Job 1:
Count the lines in the entries below that contain the string "wheel", treating case as significant, and reply with that number alone.

Supplied text:
-------------------------

# Safety Compliance Distances

for VHF Antennas

**FCC and ICNIRP Safety Guidelines**

The guidelines for maximum permitted RF exposure depend on the country where you operate. In the US, standards are set by the Federal Communications Commission (FCC) [1]. Standards developed by the International Commission on Non-Ionizing Radiation Protection (ICNIRP) are used in the UK and many other counties [2].

In some countries other guidelines are used. Check with an amateur radio association where you operate if you have questions. For example in 2015, Health Canada adopted somewhat more restrictive exposure limits than the FCC and ICNIRP guidelines [3].

*I used 1997 FCC guidelines [1] and the 1998 ICNIRP guidelines [2] for the examples in this article.* The FCC and ICNIRP guidelines were reviewed in 2005 and 2009, respectively, with no change. An ICNIRP working group has released a draft version of revised RF guidelines, with the public comment period to end on October 9, 2018 [4].

In general, the FCC and ICNIRP guidelines for dosimetry (maximum permitted exposures) differ for the amateur HF bands, but they are in agreement for the VHF frequencies, 30 - 300 MHz.

-------------------------

Raw data:

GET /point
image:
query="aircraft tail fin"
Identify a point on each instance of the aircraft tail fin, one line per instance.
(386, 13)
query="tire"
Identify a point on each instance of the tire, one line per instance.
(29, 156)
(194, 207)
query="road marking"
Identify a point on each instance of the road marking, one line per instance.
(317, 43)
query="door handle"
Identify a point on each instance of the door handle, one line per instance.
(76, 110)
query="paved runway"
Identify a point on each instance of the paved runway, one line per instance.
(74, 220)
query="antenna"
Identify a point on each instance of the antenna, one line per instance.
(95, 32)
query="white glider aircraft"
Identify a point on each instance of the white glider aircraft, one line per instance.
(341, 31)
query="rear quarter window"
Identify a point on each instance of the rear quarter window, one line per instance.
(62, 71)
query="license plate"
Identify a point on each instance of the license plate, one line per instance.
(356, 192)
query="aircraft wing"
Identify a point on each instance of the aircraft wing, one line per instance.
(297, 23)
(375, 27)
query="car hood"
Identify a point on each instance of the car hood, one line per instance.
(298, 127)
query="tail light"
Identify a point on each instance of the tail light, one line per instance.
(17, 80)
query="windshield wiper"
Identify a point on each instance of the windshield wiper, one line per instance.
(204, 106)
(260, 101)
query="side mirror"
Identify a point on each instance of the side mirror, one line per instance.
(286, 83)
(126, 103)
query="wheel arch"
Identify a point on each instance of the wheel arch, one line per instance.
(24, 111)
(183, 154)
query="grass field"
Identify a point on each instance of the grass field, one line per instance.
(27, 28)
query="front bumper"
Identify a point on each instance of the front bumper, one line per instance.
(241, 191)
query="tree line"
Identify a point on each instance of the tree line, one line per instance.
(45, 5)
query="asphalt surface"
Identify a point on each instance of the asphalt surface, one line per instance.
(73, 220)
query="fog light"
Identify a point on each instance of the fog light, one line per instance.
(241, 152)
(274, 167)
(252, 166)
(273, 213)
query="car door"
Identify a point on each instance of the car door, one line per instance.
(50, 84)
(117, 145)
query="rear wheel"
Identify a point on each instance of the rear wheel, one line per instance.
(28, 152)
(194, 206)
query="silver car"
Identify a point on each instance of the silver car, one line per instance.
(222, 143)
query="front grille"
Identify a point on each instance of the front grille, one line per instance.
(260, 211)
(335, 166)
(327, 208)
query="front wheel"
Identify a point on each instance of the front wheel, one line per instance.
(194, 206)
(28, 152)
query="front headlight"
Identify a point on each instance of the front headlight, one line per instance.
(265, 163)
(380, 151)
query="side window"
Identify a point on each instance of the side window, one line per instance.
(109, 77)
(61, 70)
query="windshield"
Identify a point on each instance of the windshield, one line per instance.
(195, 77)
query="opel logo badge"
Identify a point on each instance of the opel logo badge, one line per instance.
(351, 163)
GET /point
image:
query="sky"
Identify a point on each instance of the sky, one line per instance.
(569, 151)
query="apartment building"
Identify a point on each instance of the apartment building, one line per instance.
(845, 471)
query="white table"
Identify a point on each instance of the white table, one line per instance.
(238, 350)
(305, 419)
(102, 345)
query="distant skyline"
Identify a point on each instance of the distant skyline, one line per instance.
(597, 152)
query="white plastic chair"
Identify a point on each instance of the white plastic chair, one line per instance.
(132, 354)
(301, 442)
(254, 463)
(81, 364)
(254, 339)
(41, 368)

-------------------------

Job 2:
Pick up the text on safety compliance distances for VHF antennas right after its last sentence above and keep writing it.

Task response 1:
6

Task response 2:
**General Purpose Formula**

For some commonly used antenna there is a general purpose formula for calculating compliance distances [1]. NEC antenna simulations at the ARRL Lab verified that the formula gives conservative estimates for a number of dipole, ground-plane, and Yagi antennas [5].

I used the general purpose formula for the VHF examples in this article. There are three resources for using this formula: (1) the Paul Evans VP9KF online calculator [6]; (2) the ARRL General Purpose Tables [1,5]; or (3) the formula directly, as demonstrated in the Formulas section below. If guidelines are changed, new limits will apply in Eq 2 below.

Both the FCC and the ICNIRP distinguish between two types of exposed populations or areas around an antenna. An occupationally exposed population is trained to be aware of the potential risk and to take appropriate precautions. This group includes amateur radio operators. Members of the general public can not be expected to take precautions to avoid exposure, so the safety standards are more conservative. Also, the public includes individuals of varying health status and may include particularly susceptible individuals. The FCC defines these two tiers of exposure limits in terms of controlled and uncontrolled areas.

**Half-Wave Dipoles and J-Poles**

The solid lines in **Figure 1** show FCC/ICNIRP compliance distances *vs *average power for horizontal or vertical VHF half-wave dipoles. Distances are measured from the part of the antenna closest to the point of exposure. The numerical gain in free space used in the calculations is G = 1.64 (2.15 dBi) [5].

Figure 1. Compliance distances vs average power for half-wave dipoles (solid lines) and vertical quarter-wave monopoles (broken lines) from 30 MHz to 300 MHz.

For a classic J-Pole and a non-standard version, W4RNL calculated gains in free space near 2.5 dBi [7], so compliance distances are a little longer than those in Fig. 1 for half-wave dipoles.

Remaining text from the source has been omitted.